Brano scelto:
= = =

Riportiamo da REPUBBLICA di oggi, 26/01/2011, a pag. 16, l'articolo di Alberto Stabile dal titolo "Libano, nasce l´esecutivo di Hezbollah i seguaci di Hariri in piazza contro il 'golpe' ".
Hezbollah
Sulla STAMPA Lorenzo Trombetta intervista Najib Miqati, l'uomo designato da Hezbollah per riformare un governo.
Il fatto stesso che sia sato scelto da Nasrallah dovrebbe suscitare perplessità circa la sua affidabilità, ma non in Trombetta, che gli pone delle buone domande ( "Signor presidente, la si accusa di essere «il candidato di Hezbollah» e, in particolare a Washington e a Parigi, si dicono scettici e preoccupati. Che risponde?(...) E sulla sua presunta amicizia col presidente siriano? (...) La crisi libanese è da mesi legata alla questione del Tribunale speciale (Tsl) incaricato di far luce, tra l'altro, sull'omicidio dell'ex premier Rafiq Hariri. In cambio della sua candidatura ha subito pressioni in merito? "), lasciandole però solo in superficie, senza approfondire e accontentadosi delle 'rassicurazioni' dell'intervistato. Le risposte di Miqati, per altro, contraddicno tutte le cronache sul Libano uscite sui quotidiani italiani di oggi. Questo è un altro fattore che rende impossibile credere alle sue risposte.

= = =

Riscrivi il brano sul Libano da "Riportiamo da REPUBBLICA" fino a "riformare un governo." compreso, sostituendo "Hezbollah" con "Hizballah".

Voci tratte da un insieme di annotazioni a punti:
= = =

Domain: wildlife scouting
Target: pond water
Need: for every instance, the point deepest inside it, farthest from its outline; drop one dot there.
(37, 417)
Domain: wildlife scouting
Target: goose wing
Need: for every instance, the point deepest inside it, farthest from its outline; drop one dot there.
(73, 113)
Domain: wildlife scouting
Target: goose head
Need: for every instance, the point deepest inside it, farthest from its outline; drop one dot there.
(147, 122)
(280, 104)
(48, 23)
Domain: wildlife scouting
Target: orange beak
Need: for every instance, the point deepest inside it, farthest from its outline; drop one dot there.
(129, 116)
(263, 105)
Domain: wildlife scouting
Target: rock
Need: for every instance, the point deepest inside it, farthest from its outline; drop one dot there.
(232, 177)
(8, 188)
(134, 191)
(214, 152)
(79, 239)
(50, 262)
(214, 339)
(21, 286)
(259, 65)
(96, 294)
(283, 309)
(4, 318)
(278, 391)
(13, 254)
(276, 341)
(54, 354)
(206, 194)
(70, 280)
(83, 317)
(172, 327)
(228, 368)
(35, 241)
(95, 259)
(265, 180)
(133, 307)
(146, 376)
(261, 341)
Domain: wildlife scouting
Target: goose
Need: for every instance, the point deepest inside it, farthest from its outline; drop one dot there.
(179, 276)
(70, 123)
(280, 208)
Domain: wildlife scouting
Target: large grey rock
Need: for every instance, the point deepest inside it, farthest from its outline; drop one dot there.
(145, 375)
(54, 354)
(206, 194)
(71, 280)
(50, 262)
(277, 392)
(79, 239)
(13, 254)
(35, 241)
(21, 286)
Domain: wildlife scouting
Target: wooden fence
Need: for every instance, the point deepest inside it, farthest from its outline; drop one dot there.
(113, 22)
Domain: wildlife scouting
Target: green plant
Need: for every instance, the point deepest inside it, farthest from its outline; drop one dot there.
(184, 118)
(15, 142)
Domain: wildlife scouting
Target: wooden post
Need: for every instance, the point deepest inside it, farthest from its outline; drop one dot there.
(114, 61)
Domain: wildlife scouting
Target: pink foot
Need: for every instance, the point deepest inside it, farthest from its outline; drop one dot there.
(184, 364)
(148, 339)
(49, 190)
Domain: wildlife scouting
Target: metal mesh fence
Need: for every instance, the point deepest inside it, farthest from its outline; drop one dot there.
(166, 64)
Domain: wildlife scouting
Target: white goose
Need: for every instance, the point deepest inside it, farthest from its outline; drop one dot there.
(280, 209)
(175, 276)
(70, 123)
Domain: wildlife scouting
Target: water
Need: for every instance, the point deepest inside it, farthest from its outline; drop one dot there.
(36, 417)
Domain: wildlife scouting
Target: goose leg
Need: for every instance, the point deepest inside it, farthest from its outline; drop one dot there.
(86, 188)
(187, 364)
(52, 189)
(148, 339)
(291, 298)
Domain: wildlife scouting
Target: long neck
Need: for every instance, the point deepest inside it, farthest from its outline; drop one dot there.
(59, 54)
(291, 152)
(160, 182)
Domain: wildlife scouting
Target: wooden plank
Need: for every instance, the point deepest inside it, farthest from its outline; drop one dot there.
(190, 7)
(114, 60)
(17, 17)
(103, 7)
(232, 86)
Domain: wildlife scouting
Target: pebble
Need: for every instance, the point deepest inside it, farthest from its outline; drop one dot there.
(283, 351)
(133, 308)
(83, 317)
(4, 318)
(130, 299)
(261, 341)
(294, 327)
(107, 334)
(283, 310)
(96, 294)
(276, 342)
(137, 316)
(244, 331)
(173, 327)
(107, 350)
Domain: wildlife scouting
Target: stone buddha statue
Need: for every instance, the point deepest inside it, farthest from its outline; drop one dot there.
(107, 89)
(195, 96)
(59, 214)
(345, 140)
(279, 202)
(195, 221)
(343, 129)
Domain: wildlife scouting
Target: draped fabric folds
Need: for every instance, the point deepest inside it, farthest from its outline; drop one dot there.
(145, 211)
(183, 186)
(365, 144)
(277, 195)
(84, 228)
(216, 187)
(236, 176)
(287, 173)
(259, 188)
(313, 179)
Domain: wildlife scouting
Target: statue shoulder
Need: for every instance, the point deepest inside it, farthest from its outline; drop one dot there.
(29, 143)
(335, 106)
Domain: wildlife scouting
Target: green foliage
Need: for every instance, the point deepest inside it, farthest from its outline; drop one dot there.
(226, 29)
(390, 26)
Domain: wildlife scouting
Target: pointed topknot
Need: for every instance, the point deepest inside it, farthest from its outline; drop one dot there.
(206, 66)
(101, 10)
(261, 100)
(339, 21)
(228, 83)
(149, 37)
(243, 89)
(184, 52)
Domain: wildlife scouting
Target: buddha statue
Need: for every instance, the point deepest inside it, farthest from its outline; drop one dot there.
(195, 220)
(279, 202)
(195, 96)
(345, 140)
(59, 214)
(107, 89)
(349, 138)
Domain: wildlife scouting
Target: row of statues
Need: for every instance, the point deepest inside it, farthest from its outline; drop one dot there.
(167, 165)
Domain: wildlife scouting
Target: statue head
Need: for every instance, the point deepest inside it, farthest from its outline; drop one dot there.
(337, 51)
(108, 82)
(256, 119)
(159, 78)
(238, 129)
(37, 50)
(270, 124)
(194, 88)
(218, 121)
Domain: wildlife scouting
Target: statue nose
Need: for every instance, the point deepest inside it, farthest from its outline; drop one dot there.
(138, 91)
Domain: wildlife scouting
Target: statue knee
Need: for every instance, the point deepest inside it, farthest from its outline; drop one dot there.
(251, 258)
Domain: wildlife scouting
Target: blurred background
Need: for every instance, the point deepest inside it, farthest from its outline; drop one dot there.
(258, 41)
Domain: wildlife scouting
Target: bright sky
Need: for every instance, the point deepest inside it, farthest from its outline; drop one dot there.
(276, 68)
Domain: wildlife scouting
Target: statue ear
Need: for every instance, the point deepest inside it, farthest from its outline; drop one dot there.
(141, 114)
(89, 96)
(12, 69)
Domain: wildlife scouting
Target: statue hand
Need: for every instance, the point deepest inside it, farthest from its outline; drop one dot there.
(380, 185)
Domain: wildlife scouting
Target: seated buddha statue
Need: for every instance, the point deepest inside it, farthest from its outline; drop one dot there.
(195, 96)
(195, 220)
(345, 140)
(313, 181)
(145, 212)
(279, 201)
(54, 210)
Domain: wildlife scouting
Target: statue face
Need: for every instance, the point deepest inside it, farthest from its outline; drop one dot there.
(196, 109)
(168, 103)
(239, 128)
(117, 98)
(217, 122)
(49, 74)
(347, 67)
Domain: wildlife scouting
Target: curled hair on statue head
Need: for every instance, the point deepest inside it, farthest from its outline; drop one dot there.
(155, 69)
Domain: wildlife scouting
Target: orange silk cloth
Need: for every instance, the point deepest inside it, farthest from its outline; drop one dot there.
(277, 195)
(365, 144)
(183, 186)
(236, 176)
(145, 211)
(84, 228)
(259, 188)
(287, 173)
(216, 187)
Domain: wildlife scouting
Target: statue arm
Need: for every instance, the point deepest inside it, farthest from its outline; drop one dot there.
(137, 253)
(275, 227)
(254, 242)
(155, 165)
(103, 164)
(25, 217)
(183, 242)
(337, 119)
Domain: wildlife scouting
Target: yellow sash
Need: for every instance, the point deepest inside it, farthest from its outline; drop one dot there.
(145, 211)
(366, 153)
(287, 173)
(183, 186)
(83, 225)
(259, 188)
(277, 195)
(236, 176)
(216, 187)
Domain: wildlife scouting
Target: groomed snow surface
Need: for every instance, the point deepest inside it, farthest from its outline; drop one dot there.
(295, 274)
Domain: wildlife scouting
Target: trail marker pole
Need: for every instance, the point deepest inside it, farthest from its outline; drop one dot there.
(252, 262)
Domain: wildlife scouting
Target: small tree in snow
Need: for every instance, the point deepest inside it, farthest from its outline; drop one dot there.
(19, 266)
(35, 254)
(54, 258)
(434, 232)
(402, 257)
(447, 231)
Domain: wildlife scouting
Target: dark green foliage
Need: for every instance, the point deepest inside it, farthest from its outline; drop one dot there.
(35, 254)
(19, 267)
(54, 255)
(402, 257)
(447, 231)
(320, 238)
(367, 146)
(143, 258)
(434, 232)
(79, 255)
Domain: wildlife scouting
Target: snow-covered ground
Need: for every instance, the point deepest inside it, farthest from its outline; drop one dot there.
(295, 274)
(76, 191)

= = =

Risposta al compito:
Riportiamo da REPUBBLICA di oggi, 26/01/2011, a pag. 16, l'articolo di Alberto Stabile dal titolo "Libano, nasce l´esecutivo di Hizballah i seguaci di Hariri in piazza contro il 'golpe' ".
Hizballah
Sulla STAMPA Lorenzo Trombetta intervista Najib Miqati, l'uomo designato da Hizballah per riformare un governo.